## Written exercise A:
From the essay on Houellebecq and Franzen, output the passage from "Priscilla Frank" up to and including "failed to read.", copied word for word.
## Written exercise B:
Answer these questions using the essay on Houellebecq and Franzen, one per line:
(i) In which publication did Knausgaard's review of Submission appear?
(ii) Which author is François, the main character of Submission, a scholar of?
(iii) In what year are the elections in which the Islamic party rises to power?

Is Michel Houellebecq The French Jonathan Franzen?

On the lengths to which we'll go to defend our great white male novelists.
Priscilla Frank

I have a small confession to make: I have never read the books of Karl Ove Knausgaard.

I’d be embarrassed to admit this, save that Knausgaard makes a similar confession in his recent review of Michel Houellebecq’s controversial novel Submission. The piece, published in The New York Times Book Review, documents all the Houellebecq he’s failed to read.

Fortunately, we learn, Knausgaard takes it upon himself to remedy this, settling down with a cigarette to read a copy of the new Houellebecq, which has been mailed to him. He’s also unfamiliar with author J.K. Huysmans, whose writings form a thematic foundation for Submission. He reads Huysmans’ best-known novel while sipping at a cup of coffee on the sidelines of his daughter’s gymnastics practice.

Halfway through this navel-gazing review, becoming bored and irritated, I began to remember why I’d steered clear of Knausgaard. Yet, Knausgaard seems the perfect person to review Houellebecq’s Submission, a book, like his own My Struggle saga, that revolves around the details of a particular white man’s ennui. Houellebecq, like Knausgaard, has achieved international renown, despite many critics suggesting their actual writing is artless and awkward, by delving into the problem of the disaffected middle-aged man.

Several critics have drawn attention to a still more notable doppelgänger of Houellebecq: Jonathan Franzen, whose Purity was published in the U.S. just over a month before Submission, also to muffled accusations of misanthropy, misogyny and mediocrity. These international literary superstars, all white men of a similar age and literary status, seem to only solidify their prestige, even as questions are raised about their problematic themes and unexceptional prose technique.

Why is the literary establishment so determined to preserve the mythology behind these men, our great white male novelists?

Farrar, Straus

In just one slim volume, Submission tells the story of the mid-life crisis of François, a Huysmans scholar at a Parisian university, set against the backdrop of a near-future in which an Islamic party rises to power during the 2022 elections. We catch glimpses of unrest -- explosions in Paris, a gas station left silent and empty save for three dead bodies -- but mostly are treated to extensive disquisitions on French politics, Islam, and how the meeting of these two might affect François.

François had been comfortable, if less than happy, for years, making a steady living as an instructor, eating Indian TV dinners, and having a long string of affairs with beautiful students starstruck by his intellectual success. With the Islamic party determined to control French education, he's offered a large pension to resign from the university decades early -- unless he's willing to convert to Islam. If he does, his potential superiors hint, there will be benefits. Arranged marriage to a small harem of desirable women? Yes, those sorts of benefits.

Meanwhile, the Islamic party in power offers huge subsidies to women if they leave the workforce, and so they do, en masse. Women give up wearing sexy clothes (voluntarily or not, Houellebecq doesn’t much care why) and polygamy becomes the de facto family structure. Though the polygamous marriages are arranged through the Islamic bureaucracy, there's no hint of pushback from the women involved.

Published on the same day as the terrorist attack on the satirical weekly Charlie Hebdo, and a Charlie Hebdo cover featuring a caricature of Houellebecq himself, Submission hinted at a bigotry that juxtaposed all-too-conveniently with the Islamic motivation of the terrorists. Months before it would be published in the U.S., Submission was all over the American news. The French prime minister denounced it, declaring “France isn’t Michel Houellebecq. It isn’t intolerance, hate, fear.”

## Given records:
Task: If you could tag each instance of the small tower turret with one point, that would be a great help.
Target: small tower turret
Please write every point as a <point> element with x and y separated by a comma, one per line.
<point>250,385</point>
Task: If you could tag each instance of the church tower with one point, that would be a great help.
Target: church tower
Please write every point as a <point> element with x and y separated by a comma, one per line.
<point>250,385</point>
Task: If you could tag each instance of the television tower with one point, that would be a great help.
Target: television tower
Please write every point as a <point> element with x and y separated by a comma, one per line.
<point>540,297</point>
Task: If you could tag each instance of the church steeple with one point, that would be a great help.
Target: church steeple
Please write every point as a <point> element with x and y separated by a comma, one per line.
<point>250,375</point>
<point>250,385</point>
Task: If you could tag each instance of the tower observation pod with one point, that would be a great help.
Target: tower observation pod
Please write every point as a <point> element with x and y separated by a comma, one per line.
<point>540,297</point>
---
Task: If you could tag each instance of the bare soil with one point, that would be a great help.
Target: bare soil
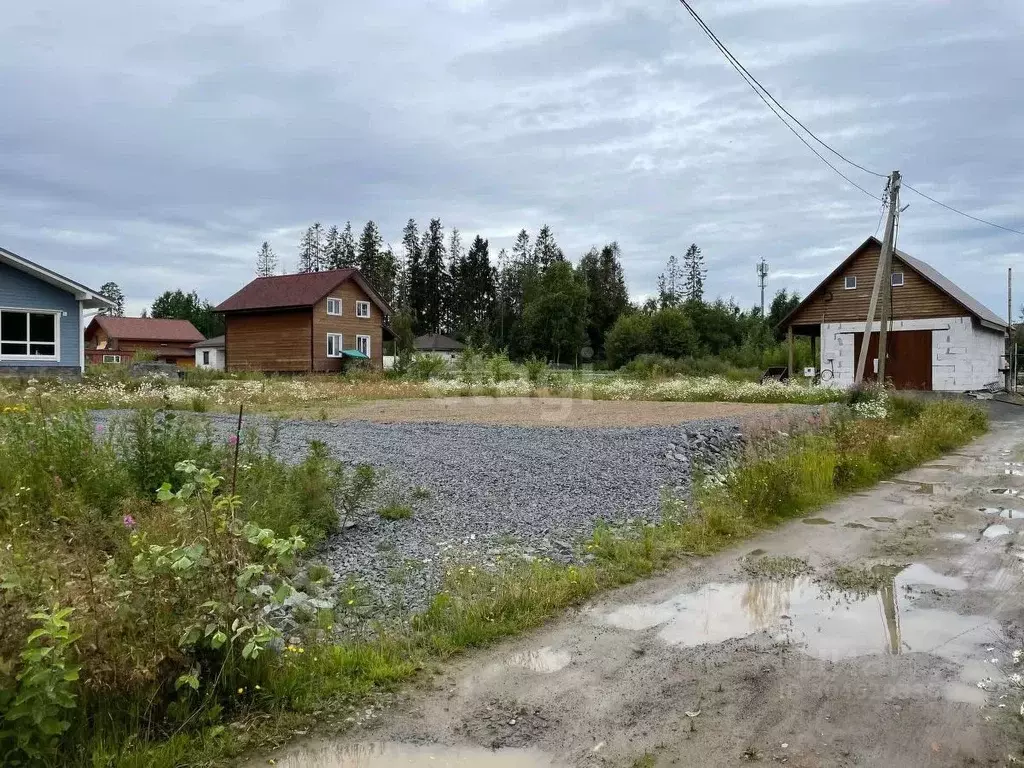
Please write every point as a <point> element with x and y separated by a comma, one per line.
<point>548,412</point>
--
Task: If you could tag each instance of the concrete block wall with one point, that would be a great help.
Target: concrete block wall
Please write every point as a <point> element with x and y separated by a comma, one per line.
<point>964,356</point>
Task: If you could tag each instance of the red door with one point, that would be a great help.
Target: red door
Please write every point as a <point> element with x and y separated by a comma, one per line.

## Correct answer A:
Priscilla Frank

I have a small confession to make: I have never read the books of Karl Ove Knausgaard.

I’d be embarrassed to admit this, save that Knausgaard makes a similar confession in his recent review of Michel Houellebecq’s controversial novel Submission. The piece, published in The New York Times Book Review, documents all the Houellebecq he’s failed to read.

## Correct answer B:
(i) The New York Times Book Review
(ii) J.K. Huysmans
(iii) 2022